◆ What you will do ◆
Word for word, repeat the entries, minus the pictures.

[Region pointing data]
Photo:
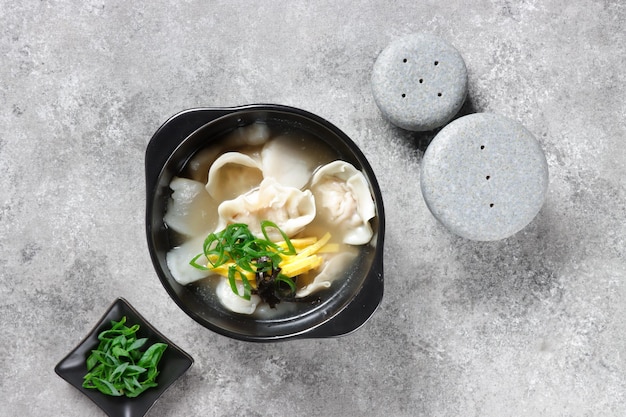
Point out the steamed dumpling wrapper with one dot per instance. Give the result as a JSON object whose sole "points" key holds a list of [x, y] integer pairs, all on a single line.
{"points": [[232, 175], [254, 134], [190, 208], [290, 208], [344, 201], [178, 261], [286, 163], [332, 269]]}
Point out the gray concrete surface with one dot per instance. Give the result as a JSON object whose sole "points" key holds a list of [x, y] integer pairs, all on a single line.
{"points": [[533, 325]]}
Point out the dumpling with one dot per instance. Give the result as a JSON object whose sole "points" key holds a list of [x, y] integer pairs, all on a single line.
{"points": [[332, 269], [232, 301], [343, 200], [233, 174], [252, 134], [178, 261], [290, 208], [190, 208], [289, 164]]}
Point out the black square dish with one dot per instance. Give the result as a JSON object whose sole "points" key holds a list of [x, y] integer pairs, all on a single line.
{"points": [[172, 366]]}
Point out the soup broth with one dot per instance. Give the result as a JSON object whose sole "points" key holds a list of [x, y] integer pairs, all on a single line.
{"points": [[229, 169]]}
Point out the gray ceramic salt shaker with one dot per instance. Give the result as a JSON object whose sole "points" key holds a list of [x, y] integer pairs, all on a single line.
{"points": [[484, 177], [419, 82]]}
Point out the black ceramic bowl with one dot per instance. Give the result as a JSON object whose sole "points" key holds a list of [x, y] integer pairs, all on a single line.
{"points": [[341, 310]]}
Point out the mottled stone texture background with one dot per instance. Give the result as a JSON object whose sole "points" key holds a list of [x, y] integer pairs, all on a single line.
{"points": [[533, 325]]}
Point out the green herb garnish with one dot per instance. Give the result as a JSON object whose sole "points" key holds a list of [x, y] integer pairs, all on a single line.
{"points": [[119, 366], [239, 247]]}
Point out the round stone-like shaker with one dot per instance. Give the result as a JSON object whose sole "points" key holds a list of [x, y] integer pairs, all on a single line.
{"points": [[484, 177], [419, 82]]}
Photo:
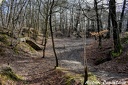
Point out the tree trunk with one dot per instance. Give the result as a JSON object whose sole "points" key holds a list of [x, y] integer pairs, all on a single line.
{"points": [[121, 17], [50, 24], [98, 23], [109, 24], [45, 36], [116, 38]]}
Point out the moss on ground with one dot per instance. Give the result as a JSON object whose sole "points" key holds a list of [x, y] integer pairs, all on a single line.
{"points": [[7, 75]]}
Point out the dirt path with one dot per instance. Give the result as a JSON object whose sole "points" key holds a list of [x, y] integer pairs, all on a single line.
{"points": [[35, 70]]}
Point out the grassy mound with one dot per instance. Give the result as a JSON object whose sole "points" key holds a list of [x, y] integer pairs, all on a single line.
{"points": [[8, 76]]}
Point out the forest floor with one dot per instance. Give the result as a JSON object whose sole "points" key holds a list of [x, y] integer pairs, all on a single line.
{"points": [[36, 70]]}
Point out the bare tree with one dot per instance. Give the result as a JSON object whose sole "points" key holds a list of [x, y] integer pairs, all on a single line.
{"points": [[116, 38]]}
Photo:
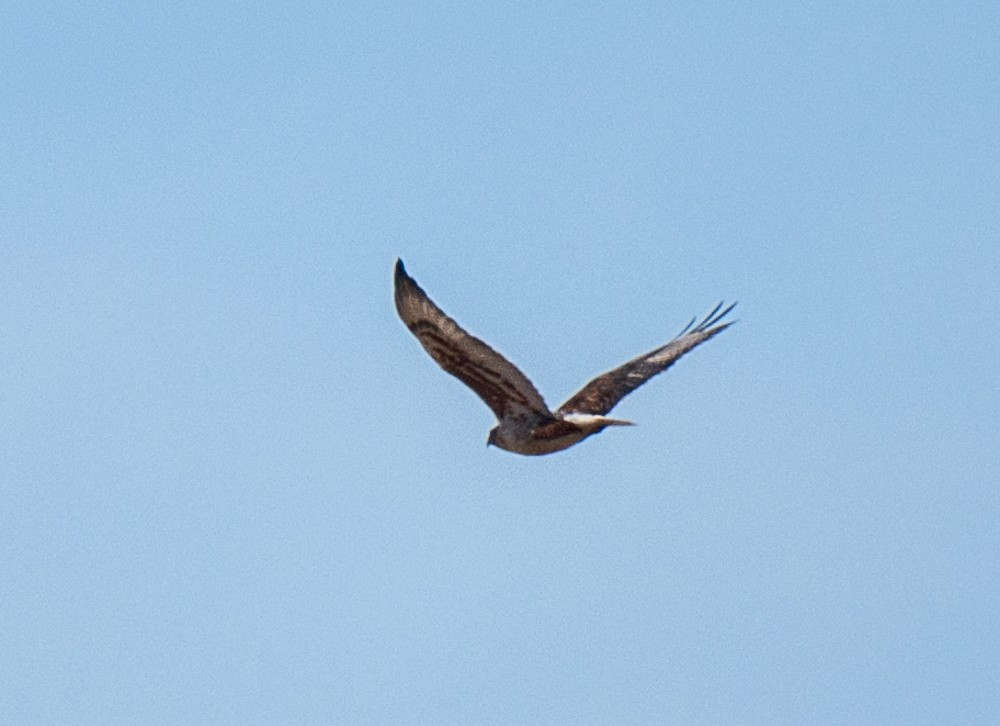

◆ Answer to this exercise ◆
Photo:
Point out the steamed dumpling wrapper with one dot per instance. Give the result as a JSON object whose sole "points" key holds a list of [x, y] integer pairs, all on a single line.
{"points": [[232, 175], [254, 134], [190, 208], [290, 208], [344, 201], [178, 261], [286, 163], [332, 269]]}
Point out the gray concrete surface with one dot per instance. Give the result as a JSON object whose sole "points" key holds a list of [x, y] integer pairs, all on a single line.
{"points": [[533, 325]]}
Point out the dumpling with one dot per instance. Give the result as a JSON object whose sole "points" key holds a list of [x, y] integer pairs, all on a single line.
{"points": [[332, 269], [232, 301], [343, 200], [233, 174], [252, 134], [178, 261], [290, 208], [190, 208], [289, 164]]}
Point out the black square dish with one dot per instance. Give the result as a JSON object whose sole "points" key holds a list of [x, y] integer pairs, all on a single line.
{"points": [[172, 366]]}
Point out the soup broth with one dot per instance. Give the result as a JSON object whose sole "points" key holds a list of [x, y] integer pairs, all on a single line.
{"points": [[229, 169]]}
Point out the gray ceramic salt shaker with one dot per instance. Give the result as a JSON object whose sole "points" key holds a list of [x, y] integer pairs, all on a single line.
{"points": [[484, 177], [419, 82]]}
Point out the black ceramic bowl with one dot per instance. Give the result as a JSON object whose sole "points" key holds a list of [x, y] integer pairs, all on a single line.
{"points": [[341, 310]]}
Point out the mottled stone texture background with one dot per instance. Give the result as a JSON object whose sole "points" key holds a list of [x, y] integer pairs, all on a single line.
{"points": [[533, 325]]}
Point out the green herb garnish with one dot per instance. Give the result as a JSON object whose sole "points" key holds a list of [x, y] integer pairs, all on a single line.
{"points": [[119, 366], [239, 247]]}
Point out the round stone-like shaker with one dot per instance. Give the result as a JSON object whose sole "points" key holds a list of [x, y] integer pairs, all on a single line.
{"points": [[484, 177], [419, 82]]}
Photo:
Point out the tree trunk with one dot per instance. Give the result as a JSON object whose sole "points" key holds a list of [x, y] integer pairs, all on a single line.
{"points": [[121, 17], [50, 24], [98, 23], [109, 24], [45, 36], [116, 38]]}
Point out the moss on ground with one dot per instance. Give the result as a JSON object whose sole "points" key holds a list of [x, y] integer pairs, all on a single line.
{"points": [[7, 75]]}
Point out the dirt path with one dot per instance. Give the result as a JSON object whose sole "points" key holds a list of [x, y] integer pairs, all on a single line.
{"points": [[35, 70]]}
Point out the grassy mound with one dot per instance. Give the result as a JSON object whose sole "points" key holds a list of [x, y] integer pairs, all on a single line.
{"points": [[8, 76]]}
Point out the forest floor with one dot per instance. Give the result as a JSON object whose sole "points" key holds a list of [x, y] integer pairs, all on a single line.
{"points": [[36, 70]]}
Point out the bare tree with one dot per instance. Give the result as a JSON object whose sole "points" key holds a list of [x, y] integer pairs, all on a single line.
{"points": [[116, 38]]}
Photo:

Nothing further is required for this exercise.